DATA PROVIDED:
* begin *

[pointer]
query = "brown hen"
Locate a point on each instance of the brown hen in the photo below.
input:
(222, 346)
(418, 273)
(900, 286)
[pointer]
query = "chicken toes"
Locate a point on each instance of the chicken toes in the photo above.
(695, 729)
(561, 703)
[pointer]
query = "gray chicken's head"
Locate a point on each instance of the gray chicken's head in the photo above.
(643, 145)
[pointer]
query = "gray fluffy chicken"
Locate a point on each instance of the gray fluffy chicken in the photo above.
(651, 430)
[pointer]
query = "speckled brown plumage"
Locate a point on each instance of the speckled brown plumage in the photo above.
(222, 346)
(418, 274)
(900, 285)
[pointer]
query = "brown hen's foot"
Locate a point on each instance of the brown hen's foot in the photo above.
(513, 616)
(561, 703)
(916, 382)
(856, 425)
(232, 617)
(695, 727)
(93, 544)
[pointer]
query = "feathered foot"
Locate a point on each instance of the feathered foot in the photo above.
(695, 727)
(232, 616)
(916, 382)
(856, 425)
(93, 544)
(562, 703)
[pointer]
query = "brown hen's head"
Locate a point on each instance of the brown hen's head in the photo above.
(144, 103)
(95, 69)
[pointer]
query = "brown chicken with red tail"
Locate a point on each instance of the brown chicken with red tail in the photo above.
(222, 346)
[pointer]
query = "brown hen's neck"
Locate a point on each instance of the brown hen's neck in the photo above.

* end *

TASK DIRECTIONS: Please collect every line from the entries above that contains the word "tail", treating uppercase and lowercase as different.

TASK SOLUTION:
query = "brown chicken with red tail"
Locate a point on each instance of the brown chicken with red tail in the photo above.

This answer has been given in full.